(Point-per-instance localization data)
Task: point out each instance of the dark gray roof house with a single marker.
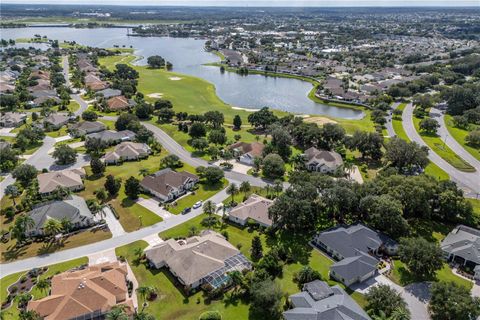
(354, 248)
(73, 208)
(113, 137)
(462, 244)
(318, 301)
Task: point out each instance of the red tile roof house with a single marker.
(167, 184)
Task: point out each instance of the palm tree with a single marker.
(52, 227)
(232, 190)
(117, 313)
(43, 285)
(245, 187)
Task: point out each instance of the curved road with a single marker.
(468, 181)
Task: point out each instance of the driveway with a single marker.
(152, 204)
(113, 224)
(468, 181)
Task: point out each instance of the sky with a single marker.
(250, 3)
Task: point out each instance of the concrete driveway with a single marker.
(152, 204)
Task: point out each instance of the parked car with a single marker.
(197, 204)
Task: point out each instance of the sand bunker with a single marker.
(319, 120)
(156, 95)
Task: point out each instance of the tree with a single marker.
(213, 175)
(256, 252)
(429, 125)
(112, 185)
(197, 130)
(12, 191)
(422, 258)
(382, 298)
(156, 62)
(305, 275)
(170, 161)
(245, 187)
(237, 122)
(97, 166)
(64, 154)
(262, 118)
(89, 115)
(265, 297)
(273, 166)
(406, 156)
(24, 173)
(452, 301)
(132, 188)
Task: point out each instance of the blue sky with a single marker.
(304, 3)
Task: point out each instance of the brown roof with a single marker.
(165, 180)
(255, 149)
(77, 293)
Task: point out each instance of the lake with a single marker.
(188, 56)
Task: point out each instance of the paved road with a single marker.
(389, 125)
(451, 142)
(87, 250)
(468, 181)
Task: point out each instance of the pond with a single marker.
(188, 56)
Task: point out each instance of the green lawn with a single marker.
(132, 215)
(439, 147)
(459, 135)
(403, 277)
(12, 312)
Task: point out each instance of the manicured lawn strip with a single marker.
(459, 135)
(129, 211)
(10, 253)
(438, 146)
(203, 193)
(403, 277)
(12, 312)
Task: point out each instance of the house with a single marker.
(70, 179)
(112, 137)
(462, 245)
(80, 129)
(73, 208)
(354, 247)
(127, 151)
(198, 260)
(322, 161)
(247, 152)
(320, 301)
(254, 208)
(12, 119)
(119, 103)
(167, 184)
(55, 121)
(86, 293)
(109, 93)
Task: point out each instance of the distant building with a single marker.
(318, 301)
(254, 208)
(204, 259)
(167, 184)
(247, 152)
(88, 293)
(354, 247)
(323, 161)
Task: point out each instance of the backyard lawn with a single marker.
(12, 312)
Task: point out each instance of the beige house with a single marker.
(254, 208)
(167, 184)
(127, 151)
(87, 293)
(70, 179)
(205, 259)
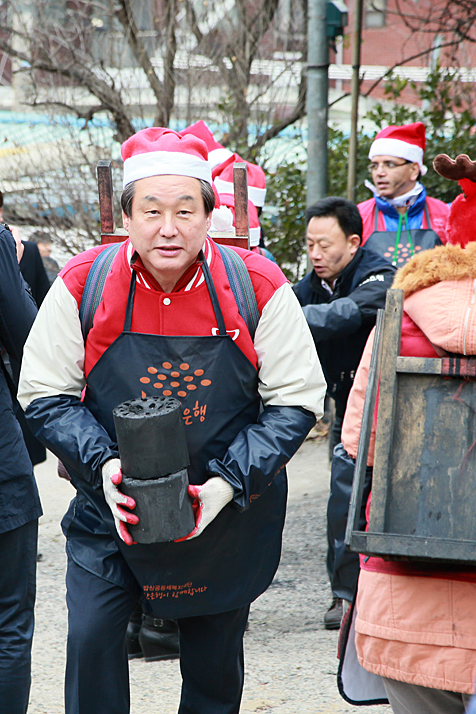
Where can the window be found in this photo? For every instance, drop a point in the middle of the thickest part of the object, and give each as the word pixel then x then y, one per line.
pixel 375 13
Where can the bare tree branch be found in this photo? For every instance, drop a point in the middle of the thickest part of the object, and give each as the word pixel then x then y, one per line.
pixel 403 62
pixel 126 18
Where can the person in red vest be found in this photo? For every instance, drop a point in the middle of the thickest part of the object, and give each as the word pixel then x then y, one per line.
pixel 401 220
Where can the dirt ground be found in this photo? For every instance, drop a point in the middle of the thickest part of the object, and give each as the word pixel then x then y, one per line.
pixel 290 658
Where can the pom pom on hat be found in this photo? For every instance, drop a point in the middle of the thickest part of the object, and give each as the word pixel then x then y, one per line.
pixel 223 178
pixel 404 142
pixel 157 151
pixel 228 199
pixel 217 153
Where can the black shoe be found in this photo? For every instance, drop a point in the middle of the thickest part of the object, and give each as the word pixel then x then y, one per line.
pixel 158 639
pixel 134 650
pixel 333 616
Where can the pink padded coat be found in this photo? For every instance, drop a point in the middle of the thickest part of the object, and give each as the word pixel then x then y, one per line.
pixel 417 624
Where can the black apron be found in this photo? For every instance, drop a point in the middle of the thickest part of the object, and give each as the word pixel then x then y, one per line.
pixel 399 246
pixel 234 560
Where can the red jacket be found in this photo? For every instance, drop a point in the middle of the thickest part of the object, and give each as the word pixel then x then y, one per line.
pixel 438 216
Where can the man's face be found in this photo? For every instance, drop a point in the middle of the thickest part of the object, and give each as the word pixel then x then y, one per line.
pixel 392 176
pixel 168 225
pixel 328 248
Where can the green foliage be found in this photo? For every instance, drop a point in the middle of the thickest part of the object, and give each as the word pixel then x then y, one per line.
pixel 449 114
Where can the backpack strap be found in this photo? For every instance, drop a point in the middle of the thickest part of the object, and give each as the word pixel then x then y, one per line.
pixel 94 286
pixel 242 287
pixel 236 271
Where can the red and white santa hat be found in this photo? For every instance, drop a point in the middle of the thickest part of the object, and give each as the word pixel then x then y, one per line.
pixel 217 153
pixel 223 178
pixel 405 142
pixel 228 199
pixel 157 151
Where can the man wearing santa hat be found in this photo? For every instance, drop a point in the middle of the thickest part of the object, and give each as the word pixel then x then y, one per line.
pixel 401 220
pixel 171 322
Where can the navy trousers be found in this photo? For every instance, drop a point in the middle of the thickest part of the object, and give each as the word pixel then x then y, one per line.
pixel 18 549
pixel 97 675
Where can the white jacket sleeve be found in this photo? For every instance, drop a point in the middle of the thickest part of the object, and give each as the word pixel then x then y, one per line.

* * *

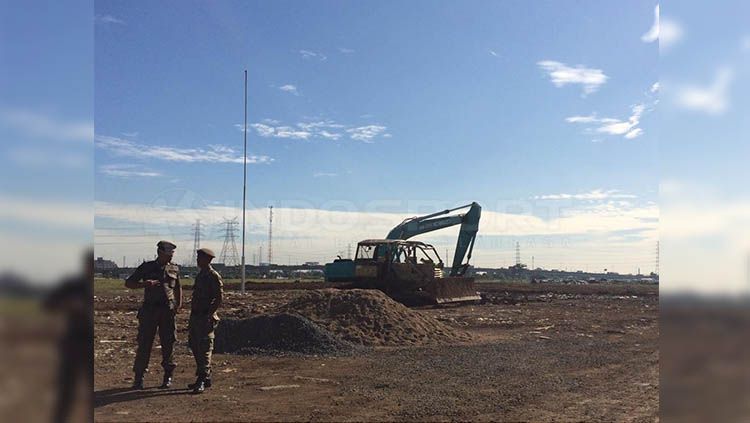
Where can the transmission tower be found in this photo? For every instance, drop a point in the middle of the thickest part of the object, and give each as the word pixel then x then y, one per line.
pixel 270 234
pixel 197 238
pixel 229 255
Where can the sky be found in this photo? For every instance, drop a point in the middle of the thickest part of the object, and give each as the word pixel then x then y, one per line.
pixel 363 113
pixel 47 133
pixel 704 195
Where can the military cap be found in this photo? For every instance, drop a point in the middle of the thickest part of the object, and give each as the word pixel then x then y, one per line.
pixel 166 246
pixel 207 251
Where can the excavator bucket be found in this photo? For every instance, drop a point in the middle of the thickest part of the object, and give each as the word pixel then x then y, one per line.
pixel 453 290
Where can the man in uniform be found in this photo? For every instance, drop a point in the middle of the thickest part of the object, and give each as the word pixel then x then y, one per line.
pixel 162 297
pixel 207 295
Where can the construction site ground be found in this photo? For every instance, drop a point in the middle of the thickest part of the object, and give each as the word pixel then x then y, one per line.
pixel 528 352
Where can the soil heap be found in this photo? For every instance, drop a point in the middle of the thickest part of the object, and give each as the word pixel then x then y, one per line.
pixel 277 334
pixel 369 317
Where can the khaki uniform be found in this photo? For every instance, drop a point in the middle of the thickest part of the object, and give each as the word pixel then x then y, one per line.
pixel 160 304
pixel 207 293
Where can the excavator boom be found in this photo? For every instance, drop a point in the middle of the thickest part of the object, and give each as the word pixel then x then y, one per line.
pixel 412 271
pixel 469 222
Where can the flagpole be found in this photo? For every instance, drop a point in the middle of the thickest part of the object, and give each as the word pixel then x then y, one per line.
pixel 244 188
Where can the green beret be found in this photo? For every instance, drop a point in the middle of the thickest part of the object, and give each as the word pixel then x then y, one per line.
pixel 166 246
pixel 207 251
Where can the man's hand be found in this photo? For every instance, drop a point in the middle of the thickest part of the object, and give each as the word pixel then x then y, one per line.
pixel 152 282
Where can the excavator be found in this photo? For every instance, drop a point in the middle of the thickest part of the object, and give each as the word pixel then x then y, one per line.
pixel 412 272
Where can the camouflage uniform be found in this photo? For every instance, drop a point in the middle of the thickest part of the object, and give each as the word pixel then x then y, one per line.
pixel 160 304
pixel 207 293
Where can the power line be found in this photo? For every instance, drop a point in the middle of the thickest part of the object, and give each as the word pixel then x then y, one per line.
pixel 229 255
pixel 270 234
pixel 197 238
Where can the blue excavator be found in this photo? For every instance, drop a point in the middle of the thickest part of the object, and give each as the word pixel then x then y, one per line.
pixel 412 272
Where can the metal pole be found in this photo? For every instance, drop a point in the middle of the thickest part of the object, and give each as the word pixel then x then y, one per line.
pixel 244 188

--

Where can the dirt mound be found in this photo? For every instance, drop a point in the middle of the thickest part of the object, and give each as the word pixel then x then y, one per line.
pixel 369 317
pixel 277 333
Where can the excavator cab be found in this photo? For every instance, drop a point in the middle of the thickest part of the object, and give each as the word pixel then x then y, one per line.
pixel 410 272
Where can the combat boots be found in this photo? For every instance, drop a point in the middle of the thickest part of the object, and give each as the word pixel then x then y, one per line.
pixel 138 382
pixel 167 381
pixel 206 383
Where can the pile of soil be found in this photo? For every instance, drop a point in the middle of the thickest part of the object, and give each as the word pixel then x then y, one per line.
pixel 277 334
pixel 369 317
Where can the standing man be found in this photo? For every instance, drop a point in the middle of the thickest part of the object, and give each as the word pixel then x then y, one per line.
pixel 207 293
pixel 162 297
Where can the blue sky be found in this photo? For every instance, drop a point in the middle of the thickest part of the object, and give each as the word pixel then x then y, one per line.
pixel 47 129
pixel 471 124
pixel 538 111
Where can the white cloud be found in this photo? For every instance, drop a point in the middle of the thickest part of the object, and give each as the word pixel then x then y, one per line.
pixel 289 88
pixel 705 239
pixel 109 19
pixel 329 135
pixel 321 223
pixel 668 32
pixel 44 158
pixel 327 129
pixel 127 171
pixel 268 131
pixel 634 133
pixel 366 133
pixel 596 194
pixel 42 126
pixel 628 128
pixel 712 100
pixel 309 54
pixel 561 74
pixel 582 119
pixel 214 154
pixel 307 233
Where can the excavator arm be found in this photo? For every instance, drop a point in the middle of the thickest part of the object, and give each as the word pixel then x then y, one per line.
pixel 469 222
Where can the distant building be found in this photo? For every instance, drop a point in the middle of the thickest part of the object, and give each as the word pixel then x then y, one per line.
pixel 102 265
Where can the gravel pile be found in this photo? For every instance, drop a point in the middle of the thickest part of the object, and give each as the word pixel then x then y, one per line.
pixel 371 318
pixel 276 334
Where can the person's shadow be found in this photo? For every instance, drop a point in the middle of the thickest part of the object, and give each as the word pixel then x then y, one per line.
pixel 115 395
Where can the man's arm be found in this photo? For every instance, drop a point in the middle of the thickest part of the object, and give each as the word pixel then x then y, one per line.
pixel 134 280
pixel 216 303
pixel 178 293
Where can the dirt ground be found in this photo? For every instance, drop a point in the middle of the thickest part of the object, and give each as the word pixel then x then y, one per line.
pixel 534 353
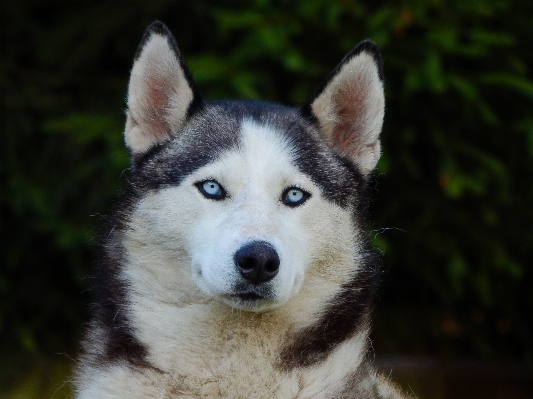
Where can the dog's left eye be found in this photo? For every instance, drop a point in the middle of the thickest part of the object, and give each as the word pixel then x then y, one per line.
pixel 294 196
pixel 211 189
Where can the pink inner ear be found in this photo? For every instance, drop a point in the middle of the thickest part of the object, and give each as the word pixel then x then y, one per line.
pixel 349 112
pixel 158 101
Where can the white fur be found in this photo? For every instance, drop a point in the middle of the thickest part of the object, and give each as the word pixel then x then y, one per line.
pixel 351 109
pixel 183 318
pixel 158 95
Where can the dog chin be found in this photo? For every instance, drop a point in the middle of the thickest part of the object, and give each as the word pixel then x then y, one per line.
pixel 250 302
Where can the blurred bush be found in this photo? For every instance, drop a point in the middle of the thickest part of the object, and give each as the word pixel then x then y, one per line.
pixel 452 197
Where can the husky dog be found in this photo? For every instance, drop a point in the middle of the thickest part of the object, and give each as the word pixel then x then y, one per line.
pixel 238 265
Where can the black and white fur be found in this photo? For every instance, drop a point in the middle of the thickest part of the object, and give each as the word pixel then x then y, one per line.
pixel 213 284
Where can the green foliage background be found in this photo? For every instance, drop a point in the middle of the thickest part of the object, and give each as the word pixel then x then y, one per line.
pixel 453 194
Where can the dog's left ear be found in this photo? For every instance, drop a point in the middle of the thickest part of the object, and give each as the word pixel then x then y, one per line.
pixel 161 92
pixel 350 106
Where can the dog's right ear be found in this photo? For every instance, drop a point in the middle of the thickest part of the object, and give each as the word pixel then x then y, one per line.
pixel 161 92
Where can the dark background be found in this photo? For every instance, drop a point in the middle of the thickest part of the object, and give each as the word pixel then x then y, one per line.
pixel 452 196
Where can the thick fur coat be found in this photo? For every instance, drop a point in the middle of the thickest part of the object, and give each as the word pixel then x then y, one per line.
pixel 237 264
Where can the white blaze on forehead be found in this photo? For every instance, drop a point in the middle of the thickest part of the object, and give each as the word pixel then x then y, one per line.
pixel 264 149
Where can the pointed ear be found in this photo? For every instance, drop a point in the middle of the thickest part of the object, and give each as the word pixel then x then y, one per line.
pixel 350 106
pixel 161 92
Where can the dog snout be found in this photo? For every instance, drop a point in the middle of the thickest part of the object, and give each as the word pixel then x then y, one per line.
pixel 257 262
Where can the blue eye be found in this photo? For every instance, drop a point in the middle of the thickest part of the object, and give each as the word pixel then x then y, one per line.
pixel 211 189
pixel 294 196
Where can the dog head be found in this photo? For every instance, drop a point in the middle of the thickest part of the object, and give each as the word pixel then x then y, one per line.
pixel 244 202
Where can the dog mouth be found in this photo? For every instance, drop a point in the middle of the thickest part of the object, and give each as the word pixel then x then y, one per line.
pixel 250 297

**Task:**
Could you return exactly the lines above from the line with "Where can the black apron" to the line with "Where can the white jacket", both included, and nothing else?

**Task response:**
Where can the black apron be found in this photo? For every instance, drop a point in the middle of the thickest part of the object, and give each as the word pixel then x then y, one per line.
pixel 399 246
pixel 234 560
Where can the red jacket be found in this photo? For every instance, drop a point in the middle of the thickest part of the object, and give each as the word pixel then x then y, one per line.
pixel 438 216
Where can the man's face be found in this photo? For every instance, drop a point in the middle of the thickest part of the object, and give each as the word pixel then x then y, one per line.
pixel 392 176
pixel 168 225
pixel 328 248
Where can the green foliage be found in this photo? For every instance, drop a point in the middle of the thickest part of the object, and give each as the word pixel then x then y, one per line.
pixel 449 114
Where can the backpack strap be found in this photo? For every instance, drop a point in the middle of the thickest part of the object, and give each as the word pixel then x then y, one per line.
pixel 94 286
pixel 242 287
pixel 236 271
Where can the red and white santa hat be found in this photo? For every instance, drop a point in the middle of the thickest part of the object, and give each as the word pixel then x then y, one per line.
pixel 217 153
pixel 223 178
pixel 405 142
pixel 228 199
pixel 157 151
Where can the man wearing santa hat be found in this photo? For every instance, drop a point in the middle of the thickest part of the object, and give each as the word pixel then x then y, one per line.
pixel 401 220
pixel 171 322
Where can the navy trousers be found in this photo? For every instance, drop a point in the middle of the thickest part of the object, and give each as the word pixel then x then y, one per line.
pixel 18 549
pixel 97 675
Where can the white jacket sleeve be found in this photo? For every instance, drop a point in the middle of the thickest part of the object, and give each as the word pixel then x then y, one per line.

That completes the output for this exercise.